(Collected data entries)
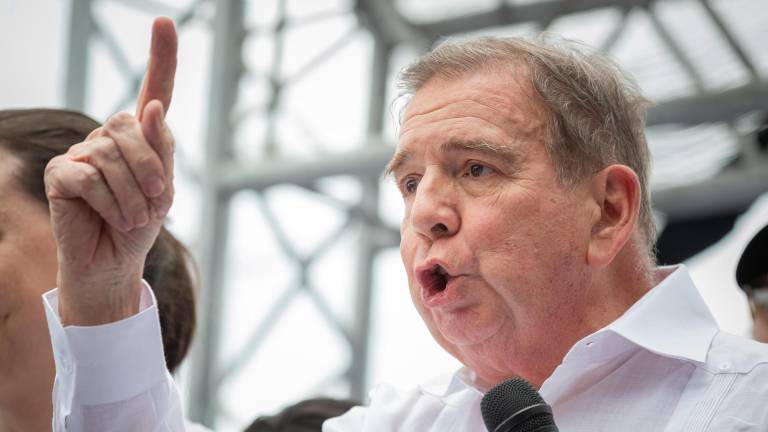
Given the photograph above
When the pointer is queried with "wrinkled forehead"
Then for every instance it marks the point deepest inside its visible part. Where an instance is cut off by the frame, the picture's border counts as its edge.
(502, 98)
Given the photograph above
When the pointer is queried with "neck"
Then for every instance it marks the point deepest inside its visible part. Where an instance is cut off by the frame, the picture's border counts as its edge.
(603, 296)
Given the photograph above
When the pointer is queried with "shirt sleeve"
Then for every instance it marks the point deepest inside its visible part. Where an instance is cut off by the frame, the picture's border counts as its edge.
(112, 377)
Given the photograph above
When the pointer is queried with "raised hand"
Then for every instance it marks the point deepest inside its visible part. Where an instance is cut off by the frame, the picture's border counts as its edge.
(108, 197)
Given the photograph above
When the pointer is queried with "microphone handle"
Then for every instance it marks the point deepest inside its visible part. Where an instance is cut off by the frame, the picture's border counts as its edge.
(521, 417)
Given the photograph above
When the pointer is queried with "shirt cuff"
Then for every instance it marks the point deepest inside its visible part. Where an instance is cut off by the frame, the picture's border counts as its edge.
(106, 363)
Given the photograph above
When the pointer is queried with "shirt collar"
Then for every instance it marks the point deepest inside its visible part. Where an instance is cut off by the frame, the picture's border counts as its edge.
(671, 320)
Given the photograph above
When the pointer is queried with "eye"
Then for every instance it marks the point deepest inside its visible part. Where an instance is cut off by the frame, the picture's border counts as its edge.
(479, 170)
(410, 184)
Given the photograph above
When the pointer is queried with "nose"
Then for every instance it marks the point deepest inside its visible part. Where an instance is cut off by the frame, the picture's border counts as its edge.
(434, 212)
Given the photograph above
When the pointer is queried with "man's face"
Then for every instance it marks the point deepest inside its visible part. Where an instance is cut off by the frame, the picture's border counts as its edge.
(494, 247)
(27, 269)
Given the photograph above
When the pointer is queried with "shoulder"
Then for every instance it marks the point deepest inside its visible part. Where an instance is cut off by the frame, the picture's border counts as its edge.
(735, 354)
(416, 408)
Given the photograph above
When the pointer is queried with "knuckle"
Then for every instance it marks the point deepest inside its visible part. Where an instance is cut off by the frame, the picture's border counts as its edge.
(118, 121)
(148, 164)
(89, 176)
(107, 150)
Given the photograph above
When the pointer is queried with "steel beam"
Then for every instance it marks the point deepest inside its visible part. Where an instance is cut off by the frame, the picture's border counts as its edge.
(226, 72)
(80, 31)
(729, 192)
(724, 106)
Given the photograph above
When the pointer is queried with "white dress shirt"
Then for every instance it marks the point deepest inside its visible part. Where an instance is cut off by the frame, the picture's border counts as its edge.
(662, 366)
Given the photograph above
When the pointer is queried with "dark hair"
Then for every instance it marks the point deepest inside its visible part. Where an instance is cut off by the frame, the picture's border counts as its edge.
(34, 137)
(305, 416)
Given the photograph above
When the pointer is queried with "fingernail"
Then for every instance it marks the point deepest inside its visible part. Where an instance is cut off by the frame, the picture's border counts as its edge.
(158, 213)
(141, 220)
(159, 122)
(155, 187)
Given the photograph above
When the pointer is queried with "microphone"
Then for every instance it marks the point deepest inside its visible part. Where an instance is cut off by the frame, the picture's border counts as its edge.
(514, 406)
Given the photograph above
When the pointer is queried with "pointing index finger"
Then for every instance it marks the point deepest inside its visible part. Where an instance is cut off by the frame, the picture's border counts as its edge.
(161, 69)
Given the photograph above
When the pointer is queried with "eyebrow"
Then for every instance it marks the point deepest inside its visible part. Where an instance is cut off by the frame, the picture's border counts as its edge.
(510, 156)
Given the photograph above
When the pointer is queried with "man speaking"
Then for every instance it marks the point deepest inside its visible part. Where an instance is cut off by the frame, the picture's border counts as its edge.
(527, 239)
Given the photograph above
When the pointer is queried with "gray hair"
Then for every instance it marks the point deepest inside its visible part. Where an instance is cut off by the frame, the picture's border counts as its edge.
(596, 111)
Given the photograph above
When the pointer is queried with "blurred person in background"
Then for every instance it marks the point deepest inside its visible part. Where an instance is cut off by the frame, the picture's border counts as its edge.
(29, 139)
(527, 240)
(752, 277)
(305, 416)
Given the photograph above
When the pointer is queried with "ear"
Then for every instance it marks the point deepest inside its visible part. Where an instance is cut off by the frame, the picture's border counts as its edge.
(616, 191)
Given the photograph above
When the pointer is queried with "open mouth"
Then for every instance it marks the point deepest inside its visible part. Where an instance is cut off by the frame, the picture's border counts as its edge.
(434, 279)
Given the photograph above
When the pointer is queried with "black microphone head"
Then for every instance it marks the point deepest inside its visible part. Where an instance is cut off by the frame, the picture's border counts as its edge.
(509, 398)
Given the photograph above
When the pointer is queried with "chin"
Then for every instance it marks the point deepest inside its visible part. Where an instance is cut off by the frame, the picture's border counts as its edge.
(467, 327)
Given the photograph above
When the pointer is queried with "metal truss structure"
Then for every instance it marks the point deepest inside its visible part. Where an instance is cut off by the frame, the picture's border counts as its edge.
(224, 173)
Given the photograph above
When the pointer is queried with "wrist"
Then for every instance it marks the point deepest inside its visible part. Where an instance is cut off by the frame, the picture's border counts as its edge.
(92, 303)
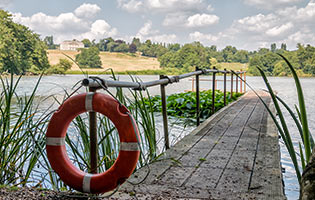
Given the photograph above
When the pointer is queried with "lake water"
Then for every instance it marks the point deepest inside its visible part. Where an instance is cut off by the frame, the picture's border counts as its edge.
(56, 85)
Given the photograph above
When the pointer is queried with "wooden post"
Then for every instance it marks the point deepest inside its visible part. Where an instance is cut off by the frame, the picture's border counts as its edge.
(213, 91)
(164, 113)
(197, 98)
(93, 139)
(224, 87)
(231, 85)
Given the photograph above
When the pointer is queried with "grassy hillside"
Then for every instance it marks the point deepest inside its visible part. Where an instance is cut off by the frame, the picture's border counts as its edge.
(122, 62)
(117, 61)
(234, 66)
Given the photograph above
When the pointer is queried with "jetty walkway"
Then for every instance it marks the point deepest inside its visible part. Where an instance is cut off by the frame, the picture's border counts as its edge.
(233, 155)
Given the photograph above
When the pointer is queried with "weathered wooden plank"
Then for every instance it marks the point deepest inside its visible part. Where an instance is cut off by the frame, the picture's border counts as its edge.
(234, 155)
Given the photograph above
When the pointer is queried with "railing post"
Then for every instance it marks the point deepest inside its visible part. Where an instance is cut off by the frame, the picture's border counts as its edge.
(224, 87)
(197, 98)
(231, 85)
(236, 82)
(213, 91)
(164, 114)
(93, 139)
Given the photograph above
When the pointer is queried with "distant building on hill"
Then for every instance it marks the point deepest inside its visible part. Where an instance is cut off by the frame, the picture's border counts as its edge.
(71, 45)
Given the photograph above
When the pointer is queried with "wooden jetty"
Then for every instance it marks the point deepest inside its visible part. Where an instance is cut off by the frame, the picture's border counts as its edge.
(233, 155)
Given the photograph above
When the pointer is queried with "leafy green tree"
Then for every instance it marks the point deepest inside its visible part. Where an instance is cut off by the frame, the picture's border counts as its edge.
(228, 53)
(266, 62)
(20, 48)
(173, 47)
(61, 67)
(171, 59)
(132, 48)
(49, 40)
(241, 56)
(89, 58)
(136, 41)
(122, 47)
(87, 43)
(284, 46)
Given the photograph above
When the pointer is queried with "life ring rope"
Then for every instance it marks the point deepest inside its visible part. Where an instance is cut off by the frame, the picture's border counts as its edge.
(129, 150)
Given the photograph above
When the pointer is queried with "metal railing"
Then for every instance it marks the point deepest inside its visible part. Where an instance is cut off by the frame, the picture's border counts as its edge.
(98, 83)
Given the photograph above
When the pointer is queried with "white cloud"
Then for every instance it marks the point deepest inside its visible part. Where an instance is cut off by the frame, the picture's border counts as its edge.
(164, 6)
(176, 19)
(100, 29)
(210, 8)
(204, 38)
(131, 5)
(278, 30)
(270, 4)
(182, 19)
(5, 3)
(256, 23)
(67, 26)
(290, 25)
(199, 20)
(87, 10)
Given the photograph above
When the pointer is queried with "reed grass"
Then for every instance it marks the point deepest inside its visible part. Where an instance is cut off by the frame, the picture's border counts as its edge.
(21, 123)
(307, 143)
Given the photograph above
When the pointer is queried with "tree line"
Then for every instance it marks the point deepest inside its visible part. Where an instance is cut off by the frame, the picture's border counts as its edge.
(22, 51)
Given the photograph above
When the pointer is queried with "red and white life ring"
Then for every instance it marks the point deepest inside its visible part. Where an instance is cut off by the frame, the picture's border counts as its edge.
(56, 150)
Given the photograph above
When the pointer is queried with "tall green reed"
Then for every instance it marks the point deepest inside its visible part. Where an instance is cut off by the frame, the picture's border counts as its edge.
(305, 148)
(21, 124)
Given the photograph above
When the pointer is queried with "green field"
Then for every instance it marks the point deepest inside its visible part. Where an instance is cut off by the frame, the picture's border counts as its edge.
(123, 63)
(119, 62)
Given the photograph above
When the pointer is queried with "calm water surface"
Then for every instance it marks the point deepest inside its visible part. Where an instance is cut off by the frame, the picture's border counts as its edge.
(56, 85)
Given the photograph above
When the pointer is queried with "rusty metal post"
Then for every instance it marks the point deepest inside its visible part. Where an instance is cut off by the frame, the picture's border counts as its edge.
(224, 87)
(164, 114)
(236, 83)
(93, 139)
(197, 98)
(213, 91)
(231, 85)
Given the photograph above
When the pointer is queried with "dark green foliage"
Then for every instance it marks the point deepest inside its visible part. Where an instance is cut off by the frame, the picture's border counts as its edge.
(21, 50)
(49, 40)
(184, 104)
(87, 43)
(89, 58)
(60, 68)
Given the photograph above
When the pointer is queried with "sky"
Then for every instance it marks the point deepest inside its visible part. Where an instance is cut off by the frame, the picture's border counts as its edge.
(245, 24)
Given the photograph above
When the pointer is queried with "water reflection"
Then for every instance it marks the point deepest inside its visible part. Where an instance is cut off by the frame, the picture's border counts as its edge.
(56, 85)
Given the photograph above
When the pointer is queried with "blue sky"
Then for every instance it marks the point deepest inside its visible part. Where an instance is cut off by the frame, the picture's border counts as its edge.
(245, 24)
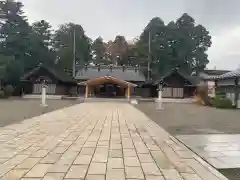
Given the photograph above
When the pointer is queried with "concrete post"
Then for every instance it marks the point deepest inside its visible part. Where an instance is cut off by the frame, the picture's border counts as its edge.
(44, 96)
(159, 100)
(86, 91)
(129, 92)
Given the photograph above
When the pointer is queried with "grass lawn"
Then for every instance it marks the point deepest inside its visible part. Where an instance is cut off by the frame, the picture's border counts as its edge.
(192, 119)
(16, 110)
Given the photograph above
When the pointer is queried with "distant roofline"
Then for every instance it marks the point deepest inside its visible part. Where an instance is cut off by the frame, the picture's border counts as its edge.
(109, 66)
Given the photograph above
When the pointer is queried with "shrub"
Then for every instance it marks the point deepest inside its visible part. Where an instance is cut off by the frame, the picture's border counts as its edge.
(8, 91)
(223, 103)
(1, 94)
(202, 92)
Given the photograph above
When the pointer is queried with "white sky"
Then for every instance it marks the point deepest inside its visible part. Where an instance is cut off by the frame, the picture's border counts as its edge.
(108, 18)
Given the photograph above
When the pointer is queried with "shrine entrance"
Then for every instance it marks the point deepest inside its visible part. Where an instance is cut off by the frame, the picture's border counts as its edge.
(108, 87)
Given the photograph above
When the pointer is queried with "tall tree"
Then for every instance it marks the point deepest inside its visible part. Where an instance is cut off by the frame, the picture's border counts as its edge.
(16, 36)
(179, 44)
(119, 50)
(99, 51)
(42, 43)
(63, 43)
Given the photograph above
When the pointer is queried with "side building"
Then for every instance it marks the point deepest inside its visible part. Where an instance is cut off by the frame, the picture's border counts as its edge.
(228, 85)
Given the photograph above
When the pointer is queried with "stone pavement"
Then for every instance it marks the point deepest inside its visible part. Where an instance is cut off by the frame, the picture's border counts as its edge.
(220, 150)
(96, 141)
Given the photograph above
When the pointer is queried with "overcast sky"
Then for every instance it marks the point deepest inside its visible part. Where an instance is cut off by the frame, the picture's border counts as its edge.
(108, 18)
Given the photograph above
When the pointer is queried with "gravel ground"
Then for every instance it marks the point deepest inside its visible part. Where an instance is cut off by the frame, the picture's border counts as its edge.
(193, 119)
(16, 110)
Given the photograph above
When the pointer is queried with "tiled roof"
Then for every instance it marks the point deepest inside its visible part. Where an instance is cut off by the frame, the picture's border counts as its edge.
(215, 72)
(129, 74)
(229, 75)
(194, 80)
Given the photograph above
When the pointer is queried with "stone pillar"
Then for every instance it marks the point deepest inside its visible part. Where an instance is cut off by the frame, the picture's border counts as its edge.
(159, 100)
(160, 90)
(128, 92)
(43, 96)
(86, 91)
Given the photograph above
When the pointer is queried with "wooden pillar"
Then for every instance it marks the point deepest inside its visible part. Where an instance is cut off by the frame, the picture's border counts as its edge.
(86, 91)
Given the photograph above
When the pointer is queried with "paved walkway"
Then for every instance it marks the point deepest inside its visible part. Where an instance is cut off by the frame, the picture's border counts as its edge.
(96, 141)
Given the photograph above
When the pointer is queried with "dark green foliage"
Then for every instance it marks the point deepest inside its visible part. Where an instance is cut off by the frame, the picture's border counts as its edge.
(63, 43)
(179, 44)
(222, 103)
(8, 91)
(99, 52)
(2, 94)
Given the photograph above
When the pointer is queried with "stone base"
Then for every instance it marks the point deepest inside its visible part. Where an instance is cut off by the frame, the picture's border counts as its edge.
(44, 105)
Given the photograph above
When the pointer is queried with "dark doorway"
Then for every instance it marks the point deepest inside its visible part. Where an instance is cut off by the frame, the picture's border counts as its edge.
(109, 90)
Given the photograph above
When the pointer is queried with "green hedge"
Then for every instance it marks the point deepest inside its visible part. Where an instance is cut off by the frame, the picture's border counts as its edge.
(223, 103)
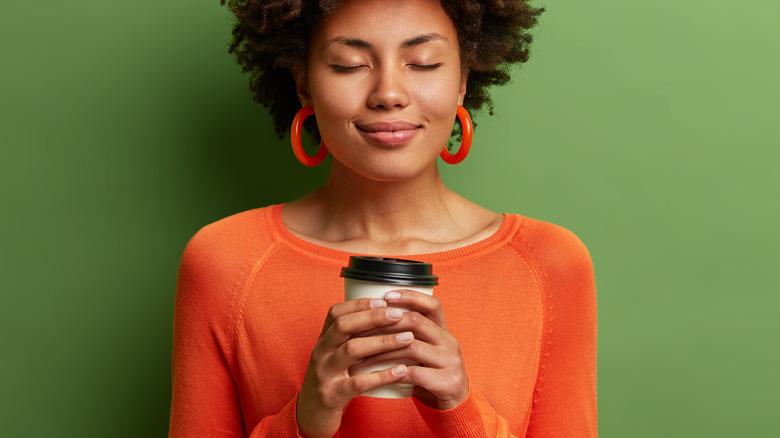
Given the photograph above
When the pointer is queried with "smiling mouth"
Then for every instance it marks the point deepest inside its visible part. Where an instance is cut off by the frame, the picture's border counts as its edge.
(389, 133)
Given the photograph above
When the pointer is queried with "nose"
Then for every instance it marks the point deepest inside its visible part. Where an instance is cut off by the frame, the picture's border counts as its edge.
(389, 89)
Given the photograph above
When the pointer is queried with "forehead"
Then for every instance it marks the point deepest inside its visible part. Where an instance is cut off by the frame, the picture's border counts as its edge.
(385, 21)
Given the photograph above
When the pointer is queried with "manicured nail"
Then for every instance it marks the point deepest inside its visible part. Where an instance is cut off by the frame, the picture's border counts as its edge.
(399, 370)
(393, 296)
(404, 336)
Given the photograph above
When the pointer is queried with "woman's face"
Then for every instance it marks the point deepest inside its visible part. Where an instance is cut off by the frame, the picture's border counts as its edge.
(384, 79)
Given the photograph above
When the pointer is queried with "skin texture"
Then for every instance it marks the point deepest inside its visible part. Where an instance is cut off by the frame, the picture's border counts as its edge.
(384, 78)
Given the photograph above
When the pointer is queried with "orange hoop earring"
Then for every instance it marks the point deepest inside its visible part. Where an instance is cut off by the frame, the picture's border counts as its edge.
(465, 145)
(295, 139)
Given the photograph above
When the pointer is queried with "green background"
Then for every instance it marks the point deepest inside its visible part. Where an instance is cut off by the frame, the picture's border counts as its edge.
(648, 128)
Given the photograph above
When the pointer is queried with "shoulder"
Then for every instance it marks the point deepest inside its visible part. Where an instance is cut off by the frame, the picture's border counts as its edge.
(221, 250)
(556, 253)
(227, 236)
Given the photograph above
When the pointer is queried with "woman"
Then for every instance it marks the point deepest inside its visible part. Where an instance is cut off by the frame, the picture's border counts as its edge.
(508, 342)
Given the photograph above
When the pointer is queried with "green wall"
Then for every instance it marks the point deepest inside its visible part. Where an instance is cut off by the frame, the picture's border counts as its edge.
(648, 128)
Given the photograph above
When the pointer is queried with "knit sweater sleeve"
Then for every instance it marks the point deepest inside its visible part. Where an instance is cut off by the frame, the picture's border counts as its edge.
(564, 401)
(206, 401)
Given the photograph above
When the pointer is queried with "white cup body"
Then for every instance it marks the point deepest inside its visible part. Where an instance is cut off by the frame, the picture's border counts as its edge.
(356, 289)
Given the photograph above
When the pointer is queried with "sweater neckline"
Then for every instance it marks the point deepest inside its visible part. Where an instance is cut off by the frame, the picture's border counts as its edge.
(280, 234)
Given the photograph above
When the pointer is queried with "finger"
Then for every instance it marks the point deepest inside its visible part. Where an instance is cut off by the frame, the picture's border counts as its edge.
(360, 383)
(450, 388)
(345, 326)
(415, 351)
(351, 306)
(426, 304)
(358, 348)
(423, 328)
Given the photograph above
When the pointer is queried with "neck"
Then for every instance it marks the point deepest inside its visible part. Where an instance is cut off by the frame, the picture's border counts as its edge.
(393, 217)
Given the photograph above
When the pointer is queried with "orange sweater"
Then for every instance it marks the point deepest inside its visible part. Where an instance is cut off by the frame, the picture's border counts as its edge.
(252, 297)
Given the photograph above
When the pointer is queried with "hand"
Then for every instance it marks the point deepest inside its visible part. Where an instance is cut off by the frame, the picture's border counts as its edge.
(441, 382)
(327, 387)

== YOUR TASK ==
Please count the lines in the material above that contain the word "railing", and reply with the number alone.

== EXERCISE RESPONSE ==
2